What is being asked => Look through the listing below, and wherever a line has the string "window", pull it out.

------------------------------------

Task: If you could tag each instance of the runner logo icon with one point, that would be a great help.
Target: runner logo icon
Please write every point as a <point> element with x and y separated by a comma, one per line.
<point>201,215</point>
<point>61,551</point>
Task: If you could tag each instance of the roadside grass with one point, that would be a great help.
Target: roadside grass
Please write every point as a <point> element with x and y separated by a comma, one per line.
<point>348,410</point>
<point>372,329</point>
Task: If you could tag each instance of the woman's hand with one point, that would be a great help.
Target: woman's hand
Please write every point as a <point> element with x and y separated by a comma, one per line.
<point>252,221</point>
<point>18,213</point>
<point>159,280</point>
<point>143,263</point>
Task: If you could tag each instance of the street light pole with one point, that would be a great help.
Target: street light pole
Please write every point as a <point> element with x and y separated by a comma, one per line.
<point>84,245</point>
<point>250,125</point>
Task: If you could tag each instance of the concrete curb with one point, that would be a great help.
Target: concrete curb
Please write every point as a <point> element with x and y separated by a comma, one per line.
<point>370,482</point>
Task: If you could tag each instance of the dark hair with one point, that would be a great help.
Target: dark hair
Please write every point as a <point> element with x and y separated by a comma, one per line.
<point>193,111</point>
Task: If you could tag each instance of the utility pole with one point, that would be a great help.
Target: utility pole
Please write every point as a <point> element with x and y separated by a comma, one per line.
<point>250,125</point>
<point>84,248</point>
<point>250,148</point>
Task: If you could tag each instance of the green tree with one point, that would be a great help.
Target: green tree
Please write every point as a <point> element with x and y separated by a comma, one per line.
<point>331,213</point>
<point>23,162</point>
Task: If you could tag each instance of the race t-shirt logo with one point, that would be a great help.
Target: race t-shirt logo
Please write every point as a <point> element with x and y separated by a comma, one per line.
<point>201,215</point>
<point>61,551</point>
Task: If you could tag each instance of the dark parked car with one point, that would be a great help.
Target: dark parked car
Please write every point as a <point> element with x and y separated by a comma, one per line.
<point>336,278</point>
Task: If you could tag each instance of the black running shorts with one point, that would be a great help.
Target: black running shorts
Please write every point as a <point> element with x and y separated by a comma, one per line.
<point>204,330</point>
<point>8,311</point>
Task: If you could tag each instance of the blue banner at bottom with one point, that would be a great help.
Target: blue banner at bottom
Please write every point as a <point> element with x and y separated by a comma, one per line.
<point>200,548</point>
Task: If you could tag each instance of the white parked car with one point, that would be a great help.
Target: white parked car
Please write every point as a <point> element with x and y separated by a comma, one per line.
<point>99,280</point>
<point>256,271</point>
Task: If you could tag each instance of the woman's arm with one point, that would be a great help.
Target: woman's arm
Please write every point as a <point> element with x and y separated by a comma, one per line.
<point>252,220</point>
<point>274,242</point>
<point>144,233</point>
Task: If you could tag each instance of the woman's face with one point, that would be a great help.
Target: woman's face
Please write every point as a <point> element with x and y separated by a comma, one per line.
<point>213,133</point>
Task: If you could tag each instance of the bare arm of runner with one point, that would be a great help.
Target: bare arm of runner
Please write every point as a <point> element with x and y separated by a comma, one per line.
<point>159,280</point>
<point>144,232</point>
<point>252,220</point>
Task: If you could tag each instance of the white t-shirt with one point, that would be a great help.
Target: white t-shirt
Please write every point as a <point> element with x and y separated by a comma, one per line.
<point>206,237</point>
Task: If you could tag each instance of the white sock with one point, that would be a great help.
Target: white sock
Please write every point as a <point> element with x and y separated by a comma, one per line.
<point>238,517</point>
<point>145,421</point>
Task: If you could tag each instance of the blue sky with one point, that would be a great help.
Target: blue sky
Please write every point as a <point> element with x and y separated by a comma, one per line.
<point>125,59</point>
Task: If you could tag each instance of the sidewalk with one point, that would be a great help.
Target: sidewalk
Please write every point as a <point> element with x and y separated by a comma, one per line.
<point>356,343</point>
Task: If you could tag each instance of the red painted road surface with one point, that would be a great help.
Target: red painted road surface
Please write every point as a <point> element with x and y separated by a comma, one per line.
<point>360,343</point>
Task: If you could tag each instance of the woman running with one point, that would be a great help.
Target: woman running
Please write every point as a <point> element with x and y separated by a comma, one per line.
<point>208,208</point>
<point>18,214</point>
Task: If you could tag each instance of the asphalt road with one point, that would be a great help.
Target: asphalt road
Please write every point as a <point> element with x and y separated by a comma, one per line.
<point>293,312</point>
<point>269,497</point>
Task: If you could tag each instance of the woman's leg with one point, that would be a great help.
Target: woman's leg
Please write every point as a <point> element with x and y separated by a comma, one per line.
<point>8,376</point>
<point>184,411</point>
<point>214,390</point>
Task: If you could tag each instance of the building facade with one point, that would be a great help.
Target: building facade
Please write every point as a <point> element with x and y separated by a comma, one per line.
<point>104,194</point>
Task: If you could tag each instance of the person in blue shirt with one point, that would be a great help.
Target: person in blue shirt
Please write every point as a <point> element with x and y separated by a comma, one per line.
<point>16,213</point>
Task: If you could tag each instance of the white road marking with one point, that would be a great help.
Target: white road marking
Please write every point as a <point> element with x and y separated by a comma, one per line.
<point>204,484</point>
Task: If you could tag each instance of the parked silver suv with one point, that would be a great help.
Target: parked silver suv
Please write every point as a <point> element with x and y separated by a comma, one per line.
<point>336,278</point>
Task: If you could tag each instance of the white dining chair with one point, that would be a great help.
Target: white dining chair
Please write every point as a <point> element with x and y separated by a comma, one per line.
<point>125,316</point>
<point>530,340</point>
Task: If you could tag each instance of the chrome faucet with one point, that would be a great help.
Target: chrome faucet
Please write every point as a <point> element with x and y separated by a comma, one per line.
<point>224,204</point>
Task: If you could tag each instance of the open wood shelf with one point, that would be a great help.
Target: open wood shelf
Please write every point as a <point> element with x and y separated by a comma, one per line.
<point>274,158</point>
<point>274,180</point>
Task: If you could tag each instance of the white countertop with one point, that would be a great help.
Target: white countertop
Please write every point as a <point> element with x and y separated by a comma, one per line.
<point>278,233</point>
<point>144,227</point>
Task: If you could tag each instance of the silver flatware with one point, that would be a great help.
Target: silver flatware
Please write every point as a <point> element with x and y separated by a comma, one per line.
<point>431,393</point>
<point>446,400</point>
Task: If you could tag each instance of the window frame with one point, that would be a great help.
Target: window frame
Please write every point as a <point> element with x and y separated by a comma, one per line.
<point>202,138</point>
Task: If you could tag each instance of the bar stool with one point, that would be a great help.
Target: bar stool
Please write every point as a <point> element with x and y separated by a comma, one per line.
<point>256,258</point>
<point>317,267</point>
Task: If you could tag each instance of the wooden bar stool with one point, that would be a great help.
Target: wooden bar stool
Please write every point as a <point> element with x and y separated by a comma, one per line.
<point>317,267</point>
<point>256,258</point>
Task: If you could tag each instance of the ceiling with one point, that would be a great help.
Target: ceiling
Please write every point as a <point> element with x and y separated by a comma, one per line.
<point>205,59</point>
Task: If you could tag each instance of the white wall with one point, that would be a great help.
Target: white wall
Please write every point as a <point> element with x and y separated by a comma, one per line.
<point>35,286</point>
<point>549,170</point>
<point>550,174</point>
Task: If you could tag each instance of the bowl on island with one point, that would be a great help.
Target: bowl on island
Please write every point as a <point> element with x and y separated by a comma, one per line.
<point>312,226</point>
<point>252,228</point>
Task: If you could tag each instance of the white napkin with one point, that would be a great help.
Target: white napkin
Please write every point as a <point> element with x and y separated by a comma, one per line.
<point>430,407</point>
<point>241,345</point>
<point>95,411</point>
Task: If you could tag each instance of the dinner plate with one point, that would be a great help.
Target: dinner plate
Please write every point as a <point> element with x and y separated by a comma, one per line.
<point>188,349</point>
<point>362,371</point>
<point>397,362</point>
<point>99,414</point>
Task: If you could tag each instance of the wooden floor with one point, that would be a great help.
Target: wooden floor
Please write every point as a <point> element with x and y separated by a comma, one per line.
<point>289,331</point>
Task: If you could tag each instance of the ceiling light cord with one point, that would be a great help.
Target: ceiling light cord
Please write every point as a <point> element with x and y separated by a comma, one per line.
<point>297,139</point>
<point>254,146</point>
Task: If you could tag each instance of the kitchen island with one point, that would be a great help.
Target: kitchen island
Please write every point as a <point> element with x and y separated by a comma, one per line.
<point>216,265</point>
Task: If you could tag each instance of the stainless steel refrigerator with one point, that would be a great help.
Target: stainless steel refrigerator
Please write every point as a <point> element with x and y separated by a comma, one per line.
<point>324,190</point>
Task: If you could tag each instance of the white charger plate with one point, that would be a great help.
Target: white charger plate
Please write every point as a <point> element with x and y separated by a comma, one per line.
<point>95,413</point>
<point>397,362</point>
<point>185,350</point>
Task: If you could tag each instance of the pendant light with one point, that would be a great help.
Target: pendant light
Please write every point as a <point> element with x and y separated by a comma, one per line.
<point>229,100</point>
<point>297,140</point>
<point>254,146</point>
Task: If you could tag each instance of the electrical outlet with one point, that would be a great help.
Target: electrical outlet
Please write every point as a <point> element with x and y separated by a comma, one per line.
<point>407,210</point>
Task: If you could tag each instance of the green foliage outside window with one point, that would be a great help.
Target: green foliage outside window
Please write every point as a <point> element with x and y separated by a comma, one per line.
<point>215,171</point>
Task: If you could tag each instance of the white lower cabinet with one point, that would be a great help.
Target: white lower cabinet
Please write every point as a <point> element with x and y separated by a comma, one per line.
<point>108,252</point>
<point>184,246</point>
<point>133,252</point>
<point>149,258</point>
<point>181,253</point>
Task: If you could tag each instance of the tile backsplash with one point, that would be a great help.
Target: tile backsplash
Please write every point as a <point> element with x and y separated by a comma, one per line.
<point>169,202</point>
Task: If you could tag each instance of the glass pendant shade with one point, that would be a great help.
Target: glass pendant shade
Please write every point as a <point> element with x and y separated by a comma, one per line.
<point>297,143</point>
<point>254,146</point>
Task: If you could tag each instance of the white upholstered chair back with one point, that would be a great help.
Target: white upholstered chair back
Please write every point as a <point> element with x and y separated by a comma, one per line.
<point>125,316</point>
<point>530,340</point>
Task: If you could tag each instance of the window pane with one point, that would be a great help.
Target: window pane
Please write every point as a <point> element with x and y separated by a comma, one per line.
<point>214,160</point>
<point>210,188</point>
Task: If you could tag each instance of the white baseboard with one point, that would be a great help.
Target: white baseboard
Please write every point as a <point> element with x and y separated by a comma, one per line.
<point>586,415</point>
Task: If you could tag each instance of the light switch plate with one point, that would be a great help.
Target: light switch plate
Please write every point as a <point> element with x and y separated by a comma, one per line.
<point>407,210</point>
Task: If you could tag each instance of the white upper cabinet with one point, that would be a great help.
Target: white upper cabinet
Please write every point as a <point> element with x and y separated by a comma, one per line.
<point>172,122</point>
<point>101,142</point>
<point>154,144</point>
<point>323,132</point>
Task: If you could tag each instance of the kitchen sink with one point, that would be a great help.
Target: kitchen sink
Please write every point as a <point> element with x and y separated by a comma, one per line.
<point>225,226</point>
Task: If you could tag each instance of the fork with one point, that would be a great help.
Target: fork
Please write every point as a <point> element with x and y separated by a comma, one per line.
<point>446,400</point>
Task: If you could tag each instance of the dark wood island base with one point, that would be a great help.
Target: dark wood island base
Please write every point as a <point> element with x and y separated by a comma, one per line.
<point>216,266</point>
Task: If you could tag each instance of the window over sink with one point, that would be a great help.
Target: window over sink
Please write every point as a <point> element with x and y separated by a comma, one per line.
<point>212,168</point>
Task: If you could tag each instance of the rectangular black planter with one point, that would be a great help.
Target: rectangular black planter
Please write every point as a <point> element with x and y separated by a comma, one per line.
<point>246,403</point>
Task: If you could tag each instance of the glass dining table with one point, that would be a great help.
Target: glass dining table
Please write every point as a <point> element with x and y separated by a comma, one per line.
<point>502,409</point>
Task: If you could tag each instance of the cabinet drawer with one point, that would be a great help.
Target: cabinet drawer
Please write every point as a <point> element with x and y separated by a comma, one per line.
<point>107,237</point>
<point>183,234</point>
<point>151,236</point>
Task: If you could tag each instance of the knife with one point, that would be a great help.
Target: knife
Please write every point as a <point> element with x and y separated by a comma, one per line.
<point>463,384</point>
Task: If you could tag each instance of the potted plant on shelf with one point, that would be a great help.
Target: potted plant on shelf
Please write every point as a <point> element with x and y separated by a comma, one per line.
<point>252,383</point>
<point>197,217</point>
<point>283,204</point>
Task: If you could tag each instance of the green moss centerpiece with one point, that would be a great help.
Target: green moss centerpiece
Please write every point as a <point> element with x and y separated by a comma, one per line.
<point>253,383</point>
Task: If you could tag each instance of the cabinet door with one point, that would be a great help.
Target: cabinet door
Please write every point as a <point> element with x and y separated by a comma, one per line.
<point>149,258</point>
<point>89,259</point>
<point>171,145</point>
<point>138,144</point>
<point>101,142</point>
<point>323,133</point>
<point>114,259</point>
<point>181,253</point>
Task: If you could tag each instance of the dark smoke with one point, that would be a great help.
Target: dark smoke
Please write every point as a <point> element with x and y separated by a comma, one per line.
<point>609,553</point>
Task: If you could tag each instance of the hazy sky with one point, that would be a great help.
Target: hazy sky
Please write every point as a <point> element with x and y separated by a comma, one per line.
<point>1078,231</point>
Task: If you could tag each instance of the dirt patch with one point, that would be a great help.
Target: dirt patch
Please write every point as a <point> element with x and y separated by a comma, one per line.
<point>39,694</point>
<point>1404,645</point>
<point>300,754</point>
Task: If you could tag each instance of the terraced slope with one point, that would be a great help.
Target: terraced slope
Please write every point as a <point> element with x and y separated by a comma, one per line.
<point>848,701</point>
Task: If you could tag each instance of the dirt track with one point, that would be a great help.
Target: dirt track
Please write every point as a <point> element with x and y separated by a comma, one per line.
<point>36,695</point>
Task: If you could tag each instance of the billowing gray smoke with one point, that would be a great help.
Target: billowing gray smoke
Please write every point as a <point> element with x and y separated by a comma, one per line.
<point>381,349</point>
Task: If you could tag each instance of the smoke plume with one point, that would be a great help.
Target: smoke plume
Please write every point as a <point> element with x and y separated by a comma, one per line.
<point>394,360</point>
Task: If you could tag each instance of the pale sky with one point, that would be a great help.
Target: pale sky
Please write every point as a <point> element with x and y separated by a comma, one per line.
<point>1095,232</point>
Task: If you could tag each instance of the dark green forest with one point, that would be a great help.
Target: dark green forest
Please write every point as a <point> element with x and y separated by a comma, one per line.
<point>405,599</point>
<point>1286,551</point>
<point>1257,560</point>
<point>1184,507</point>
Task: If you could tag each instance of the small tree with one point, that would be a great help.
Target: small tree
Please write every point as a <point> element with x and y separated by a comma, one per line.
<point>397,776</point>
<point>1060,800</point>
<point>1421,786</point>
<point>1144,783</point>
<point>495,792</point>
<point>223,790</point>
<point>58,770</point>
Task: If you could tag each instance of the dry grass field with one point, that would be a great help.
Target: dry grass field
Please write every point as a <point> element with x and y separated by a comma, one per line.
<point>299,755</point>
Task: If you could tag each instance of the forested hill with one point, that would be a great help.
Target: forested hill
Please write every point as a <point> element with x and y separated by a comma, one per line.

------------------------------------

Output below =>
Task: If you could tag each instance of the window frame with one point, that would be a great help.
Target: window frame
Task: If you could tag each instance of the green foliage outside window with one point, that would be a great help.
Target: green foliage outside window
Task: If you could tag each instance of the window pane with one point, that would be a great help.
Target: window pane
Task: If you could tag each instance of the window over sink with one point, that would be a great help.
Target: window over sink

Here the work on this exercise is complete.